Present each line of the entries below that holds the word "window".

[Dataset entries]
* * * * * * *

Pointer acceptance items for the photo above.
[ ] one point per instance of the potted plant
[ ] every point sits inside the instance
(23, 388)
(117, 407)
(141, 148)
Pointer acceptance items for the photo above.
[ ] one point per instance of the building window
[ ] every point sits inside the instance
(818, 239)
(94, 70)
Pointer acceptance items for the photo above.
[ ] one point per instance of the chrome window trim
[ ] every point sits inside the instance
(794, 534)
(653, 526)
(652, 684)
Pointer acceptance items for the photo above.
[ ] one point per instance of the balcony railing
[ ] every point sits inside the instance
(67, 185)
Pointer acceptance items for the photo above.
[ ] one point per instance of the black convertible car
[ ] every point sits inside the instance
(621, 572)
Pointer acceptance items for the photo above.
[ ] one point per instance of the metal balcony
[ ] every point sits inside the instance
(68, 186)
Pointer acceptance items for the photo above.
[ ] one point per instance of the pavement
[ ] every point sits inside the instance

* * * * * * *

__ANSWER BELOW__
[ ] one point per instance of the building window
[ ] one point per instance of the chrome window trim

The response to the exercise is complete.